• DANE WEJŚCIOWE
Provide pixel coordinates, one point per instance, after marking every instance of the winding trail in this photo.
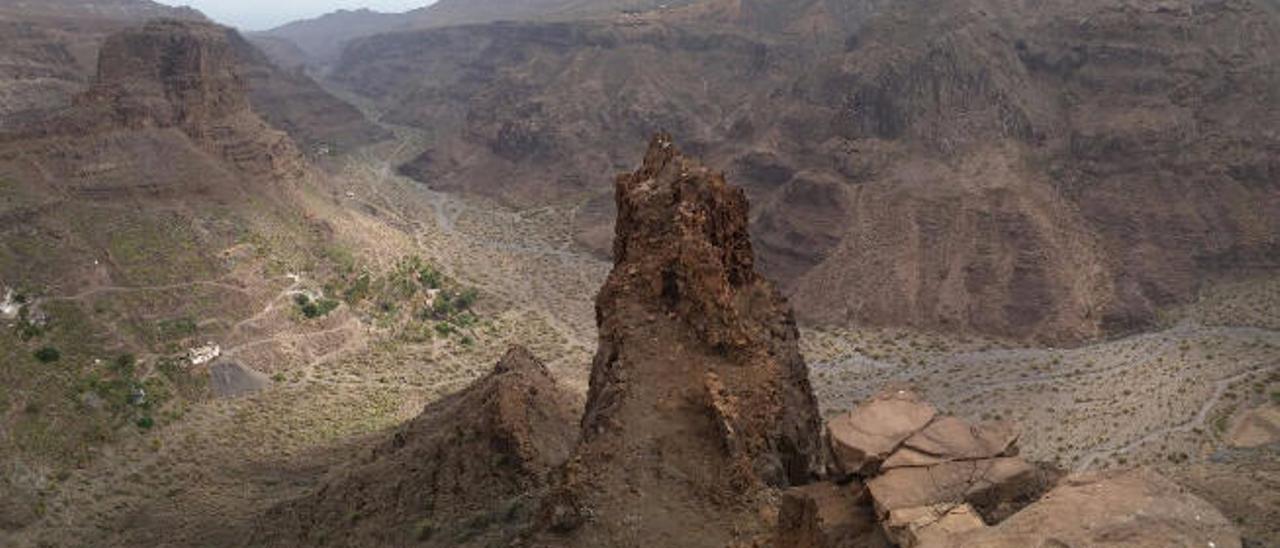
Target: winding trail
(101, 290)
(1196, 421)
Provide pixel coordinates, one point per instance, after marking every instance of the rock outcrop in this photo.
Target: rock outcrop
(929, 480)
(699, 400)
(990, 167)
(467, 471)
(1130, 508)
(186, 74)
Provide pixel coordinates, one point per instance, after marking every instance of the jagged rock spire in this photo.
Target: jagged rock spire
(699, 400)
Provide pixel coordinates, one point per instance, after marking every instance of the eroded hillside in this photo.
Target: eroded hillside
(981, 167)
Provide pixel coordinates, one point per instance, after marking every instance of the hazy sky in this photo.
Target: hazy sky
(263, 14)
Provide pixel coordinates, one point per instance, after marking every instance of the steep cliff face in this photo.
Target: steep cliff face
(474, 460)
(1054, 172)
(515, 129)
(51, 56)
(699, 400)
(186, 76)
(50, 49)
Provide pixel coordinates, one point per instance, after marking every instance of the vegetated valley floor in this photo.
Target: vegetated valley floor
(1166, 398)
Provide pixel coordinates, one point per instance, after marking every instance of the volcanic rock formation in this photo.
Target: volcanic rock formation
(917, 479)
(466, 471)
(699, 398)
(51, 51)
(186, 76)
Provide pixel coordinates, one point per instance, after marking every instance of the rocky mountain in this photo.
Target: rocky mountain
(978, 167)
(700, 429)
(51, 55)
(699, 400)
(472, 460)
(156, 182)
(319, 40)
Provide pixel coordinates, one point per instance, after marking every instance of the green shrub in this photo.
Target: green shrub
(124, 364)
(48, 355)
(465, 300)
(315, 309)
(430, 278)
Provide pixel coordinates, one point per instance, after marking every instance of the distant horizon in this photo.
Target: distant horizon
(261, 16)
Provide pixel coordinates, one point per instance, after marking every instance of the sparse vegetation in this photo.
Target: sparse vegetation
(48, 355)
(314, 309)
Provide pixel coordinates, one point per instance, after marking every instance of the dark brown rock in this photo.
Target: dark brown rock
(699, 400)
(826, 515)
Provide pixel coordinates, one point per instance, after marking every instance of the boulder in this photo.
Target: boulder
(826, 515)
(986, 483)
(1132, 508)
(932, 525)
(867, 435)
(1256, 428)
(954, 439)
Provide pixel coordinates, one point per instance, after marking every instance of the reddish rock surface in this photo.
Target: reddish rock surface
(864, 437)
(1132, 508)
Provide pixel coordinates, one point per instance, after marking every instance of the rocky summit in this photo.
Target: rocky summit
(699, 400)
(912, 273)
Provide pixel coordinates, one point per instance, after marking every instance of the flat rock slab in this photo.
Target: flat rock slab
(981, 483)
(932, 526)
(1132, 508)
(1256, 428)
(229, 379)
(826, 515)
(864, 437)
(954, 439)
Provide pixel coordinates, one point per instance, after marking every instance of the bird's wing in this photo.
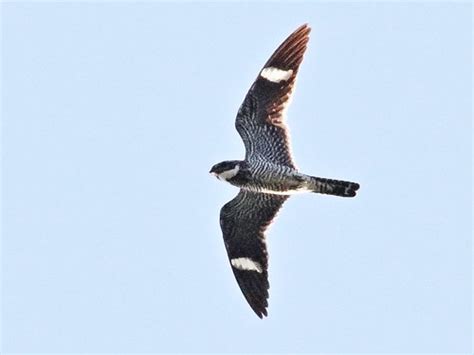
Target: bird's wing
(261, 117)
(243, 222)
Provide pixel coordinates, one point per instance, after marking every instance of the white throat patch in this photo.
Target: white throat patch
(276, 75)
(228, 174)
(246, 264)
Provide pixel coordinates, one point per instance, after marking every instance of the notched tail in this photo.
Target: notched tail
(334, 187)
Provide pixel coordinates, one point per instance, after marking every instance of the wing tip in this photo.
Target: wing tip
(289, 54)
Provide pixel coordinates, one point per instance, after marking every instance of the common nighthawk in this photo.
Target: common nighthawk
(268, 174)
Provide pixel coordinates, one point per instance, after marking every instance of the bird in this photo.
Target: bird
(268, 175)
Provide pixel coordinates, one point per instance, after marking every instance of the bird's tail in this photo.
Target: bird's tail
(333, 187)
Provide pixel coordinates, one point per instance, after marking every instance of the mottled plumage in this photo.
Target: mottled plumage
(268, 174)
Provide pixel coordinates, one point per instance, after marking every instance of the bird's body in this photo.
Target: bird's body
(267, 176)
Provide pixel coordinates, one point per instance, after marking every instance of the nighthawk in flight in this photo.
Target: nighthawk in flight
(268, 174)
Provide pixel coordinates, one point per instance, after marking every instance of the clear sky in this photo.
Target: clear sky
(113, 114)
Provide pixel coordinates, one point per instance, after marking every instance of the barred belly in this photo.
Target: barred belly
(275, 179)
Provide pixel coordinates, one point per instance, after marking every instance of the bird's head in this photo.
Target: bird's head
(226, 170)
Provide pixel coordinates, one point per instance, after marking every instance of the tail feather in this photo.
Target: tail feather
(333, 187)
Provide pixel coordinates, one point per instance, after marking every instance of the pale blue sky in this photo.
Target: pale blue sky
(112, 115)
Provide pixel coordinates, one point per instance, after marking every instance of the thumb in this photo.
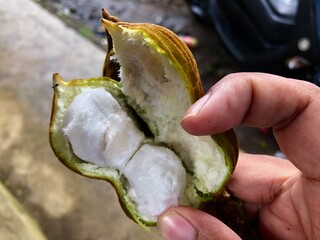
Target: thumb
(184, 223)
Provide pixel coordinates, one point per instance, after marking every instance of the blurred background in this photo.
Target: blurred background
(41, 37)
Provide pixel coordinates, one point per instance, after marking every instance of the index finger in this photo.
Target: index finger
(290, 107)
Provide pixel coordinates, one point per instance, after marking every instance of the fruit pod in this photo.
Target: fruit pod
(128, 131)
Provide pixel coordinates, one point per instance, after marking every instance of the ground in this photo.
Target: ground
(213, 60)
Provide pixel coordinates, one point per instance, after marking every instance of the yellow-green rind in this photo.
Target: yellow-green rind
(64, 92)
(164, 42)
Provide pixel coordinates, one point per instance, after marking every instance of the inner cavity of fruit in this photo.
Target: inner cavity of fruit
(100, 132)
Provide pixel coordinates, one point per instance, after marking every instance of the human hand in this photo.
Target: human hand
(282, 196)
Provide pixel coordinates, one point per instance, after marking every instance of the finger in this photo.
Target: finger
(183, 223)
(258, 179)
(290, 106)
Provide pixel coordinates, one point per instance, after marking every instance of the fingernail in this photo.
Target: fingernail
(173, 226)
(196, 107)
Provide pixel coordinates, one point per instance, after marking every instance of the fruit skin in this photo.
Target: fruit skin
(63, 95)
(183, 60)
(180, 56)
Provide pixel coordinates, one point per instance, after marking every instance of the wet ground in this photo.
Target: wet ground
(213, 60)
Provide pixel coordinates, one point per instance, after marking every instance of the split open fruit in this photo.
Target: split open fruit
(128, 132)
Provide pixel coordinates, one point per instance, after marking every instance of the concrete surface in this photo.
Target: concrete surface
(34, 45)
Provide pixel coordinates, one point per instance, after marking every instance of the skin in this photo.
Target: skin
(282, 197)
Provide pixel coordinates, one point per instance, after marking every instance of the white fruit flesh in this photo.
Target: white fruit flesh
(157, 90)
(156, 178)
(99, 130)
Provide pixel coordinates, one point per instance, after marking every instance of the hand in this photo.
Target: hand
(282, 196)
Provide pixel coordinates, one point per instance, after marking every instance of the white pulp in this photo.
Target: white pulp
(99, 130)
(156, 177)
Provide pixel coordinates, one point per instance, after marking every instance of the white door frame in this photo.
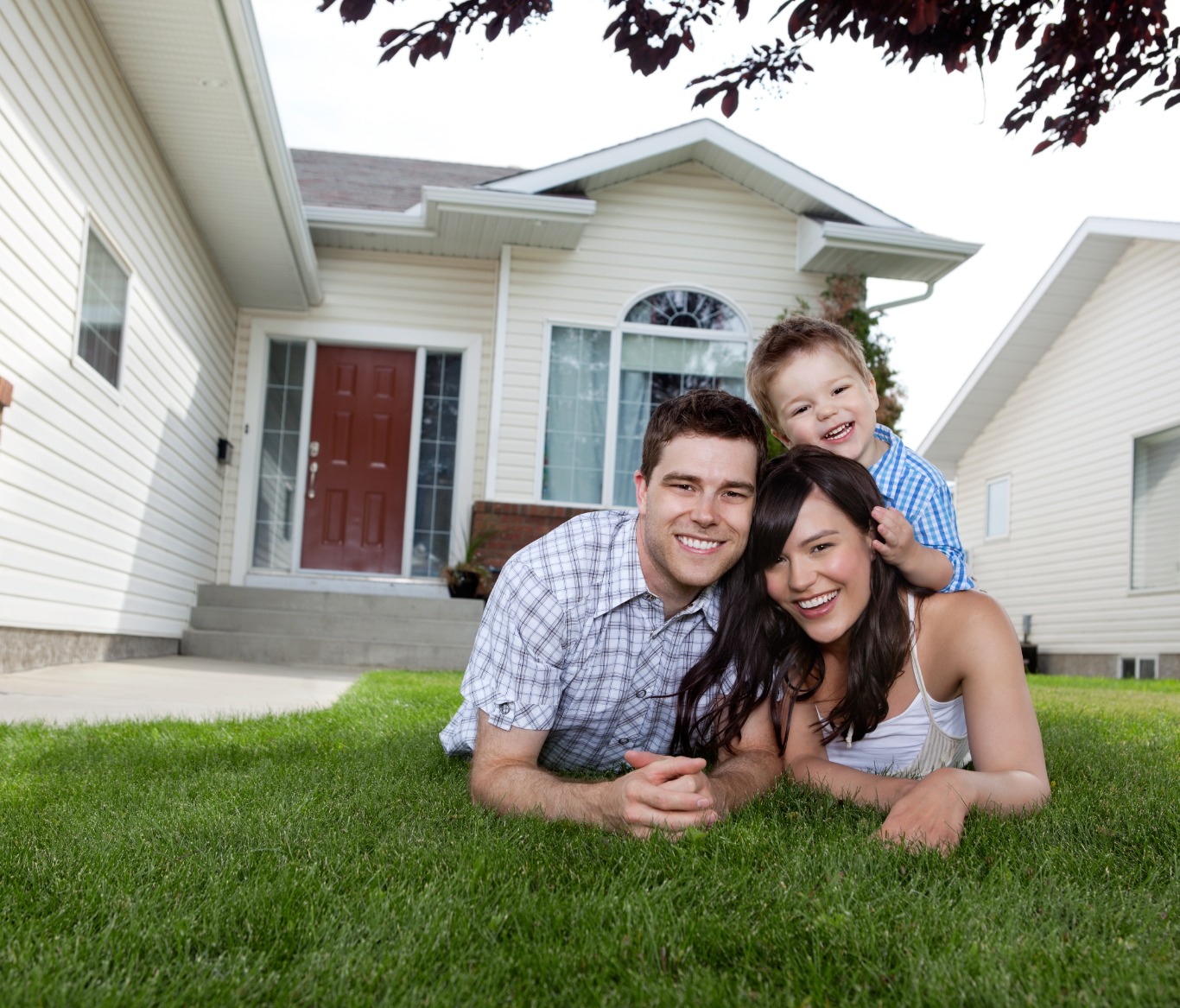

• DO WYKONANIA
Proszę przepisać wiernie cały powyższy wykaz, wiersz po wierszu, pomijając obrazy.

• POPRAWNA ODPOWIEDŹ
Provide pixel coordinates, one point per instance, after marking every instance of the winding trail in this photo.
Target: winding trail
(101, 290)
(1196, 421)
Provide pixel coordinates, one point per instance, after marking every instance of the rock outcrop in this photo.
Target: rock outcrop
(929, 480)
(699, 400)
(990, 167)
(467, 471)
(1130, 508)
(186, 74)
Provide pixel coordinates, one point per instance, after marking every instance of the jagged rock spire in this photo.
Target: jagged rock spire
(699, 400)
Provide pixel coordinates, one point per instance, after marking every instance of the eroded hillside in this photo.
Target: eroded hillside
(981, 167)
Provide pixel coordinates, one point per instance, after marking every instance of the hazy sky in this photo.
Target: hazy sky
(263, 14)
Provide pixel coordinates, one point per instance, after marking every instance of the steep cliff face in this photo.
Target: steep cliff face
(474, 460)
(1054, 172)
(515, 129)
(51, 56)
(699, 400)
(186, 76)
(50, 49)
Provide pixel coordinates, one point per instance, after marking every instance of the vegetated valley floor in this photo.
Target: vegetated valley floor
(1166, 398)
Provide pixel coordinates, one point per instance, after marking every instance of the volcanic rock formation in this photo.
Target: volcanic rock formation
(917, 479)
(466, 471)
(699, 398)
(51, 51)
(186, 76)
Provide pixel coordinates, one point per instance, after marking every instance of the rocky mountain in this photo.
Target: rocky mountain
(978, 167)
(700, 429)
(51, 55)
(699, 400)
(472, 460)
(156, 182)
(319, 40)
Provide pixel coordinates, one point per instance, after marking every instance of the green shrub in this photo.
Target: green shrub
(124, 364)
(48, 355)
(465, 300)
(315, 309)
(430, 278)
Provide pixel coordinates, one point per instance, after marking every instance of the distant horizon in this photo.
Target: distant horizon
(261, 16)
Provide pixel coordinates, one point per instance, after marking every instance of the sparse vegetation in this photo.
Target: sparse vegetation
(48, 355)
(314, 309)
Provide pixel coordinates, one point per instance, after marking every instance of the dark brown rock in this photo.
Target: dark brown rock
(699, 400)
(826, 515)
Provide pixel coordinates, one point per instance, after marking every instance of the boulder in this photo.
Target: boulder
(826, 515)
(986, 483)
(1132, 508)
(932, 525)
(867, 435)
(1256, 428)
(954, 439)
Provide pixel coordinates, one point per instance, after marking every instance of the reddish rock surface in this photo.
Target: reddish rock surface
(864, 437)
(1132, 508)
Provide pixel coordinates, one point per instance, after marking every instance of the rocky summit in this photo.
Target: rocky summit
(699, 400)
(912, 273)
Provide pixel coordinates, one point per instance, after marking every instance of the flat rock slab in this photo.
Target: flat rock slab
(981, 483)
(932, 526)
(1132, 508)
(1256, 428)
(229, 379)
(826, 515)
(864, 437)
(954, 439)
Provide pixel coordinates, one point per instance, after marking every instance of the bird's wing in this photo.
Target: bird's wing
(261, 117)
(243, 222)
Provide pixel coordinates, one point per instance, after marking every instance of the white throat patch in this photo.
Target: white throat patch
(276, 75)
(228, 174)
(246, 264)
Provide pixel coordinates, one point per instance, after marking every instance of the notched tail in this photo.
Target: notched tail
(334, 187)
Provide pixel coordinates, one point per instance, after marking every instance of the wing tip in this photo.
Target: wing tip
(289, 54)
Provide pixel coordinates, one point per instance, after marking every instance of the common nighthawk in this photo.
Target: common nighthawk
(268, 174)
Provide pixel coordinates, one point per instance, after marking every instance of the bird in this photo.
Target: bird
(268, 175)
Provide pixel coordinates, one point per instance, after marking every instance of the bird's tail in this photo.
Target: bird's tail
(333, 187)
Provide pixel coordinates, one point per instance, after marking every instance of the mottled plumage in this photo.
Target: mottled plumage
(268, 174)
Provide pixel coordinates, one point per instance, after marking every instance of the bird's body in this photo.
Target: bird's body
(267, 176)
Provide pixel coordinates, one point per instance, after marking every instance of the nighthawk in flight in this photo.
Target: nighthawk in flight
(268, 174)
Provide pixel coordinates, one point per instance, after marking every instance of the clear sky in this photo.
Target: clear sky
(113, 114)
Provide pixel coordinates, one point per instance, after marking every instance of the barred belly in this photo.
Target: barred belly
(275, 179)
Provide pixel coordinates, one point per instance, after marking every instance of the bird's head in this photo.
Target: bird's head
(226, 170)
Provide pixel coordinates, one point per instance, after marking every instance of the tail feather in this photo.
Target: tail feather
(333, 187)
Provide pixel coordinates, one point per instance, after marking every instance of the pale blue sky in this photo.
Target: pale blue sky
(112, 115)
Provide pixel coordinates, one point per instance, after marking every instance of the thumb in this photo.
Target: thumb
(184, 223)
Provide pixel coordinates, one point per instance, after marking every instance of the blurred background in this photo.
Target: blurred background
(41, 37)
Provide pixel coordinates, one point per instance, after marking every instance of the index finger in this photo.
Target: index finger
(290, 107)
Provide pixel coordinates, one point per instance, after marking every instance of the fruit pod in this photo.
Target: fruit pod
(128, 131)
Provide pixel coordinates, one point per instance, after marking every instance of the ground in this photo.
Target: ground
(213, 60)
Provide pixel coordinates, one point per instance, after marking every instance of the yellow-green rind in this photo.
Target: yellow-green rind
(64, 92)
(164, 42)
Provide pixel coordinates, one point per instance, after marking every instance of the inner cavity of fruit in this photo.
Target: inner cavity of fruit
(100, 132)
Provide pixel coordinates, one point per instance, after marking every instance of the human hand in this photo.
Target: human hand
(282, 196)
Provide pixel coordinates, one point per instance, after marking every instance of the finger in this photo.
Target: finger
(183, 223)
(258, 179)
(290, 106)
Provide pixel coordinates, one point per instance, after marking every instance of the fingernail in this photo.
Target: fingernail
(173, 226)
(196, 107)
Provide pixel coordinates, one point per instance, after marking every instance of the fruit skin in this photo.
Target: fruit skin
(63, 95)
(183, 60)
(180, 56)
Provide pixel coordinates, one point per instance, after marking every instance of the wet ground in this photo.
Target: wet ground
(213, 60)
Provide pixel coordinates, one point per instance, after marking every instance of the split open fruit in this photo.
Target: split open fruit
(128, 132)
Provide pixel coordinates, one point per instance, after marking every instance of the concrete surface in this photo.
Target: concrete surface
(34, 45)
Provide pixel coordinates, one point per instance, after marking every instance of the skin in this photo.
Target: skin
(282, 197)
Provide pixel coordinates, one point per instance, after marking every instance of the white fruit flesh in this photo.
Target: white fruit flesh
(157, 90)
(156, 178)
(99, 130)
Provide pixel coordinates, one point per instance, after marking every instance of the hand in this photo.
Target: hand
(282, 196)
Provide pixel coordinates, one point per instance, after marking every instance of the white pulp in this photo.
Target: white pulp
(99, 130)
(156, 177)
Provide pixel coordinates, one point per instance, after marking every instance of the white door frame in this photo.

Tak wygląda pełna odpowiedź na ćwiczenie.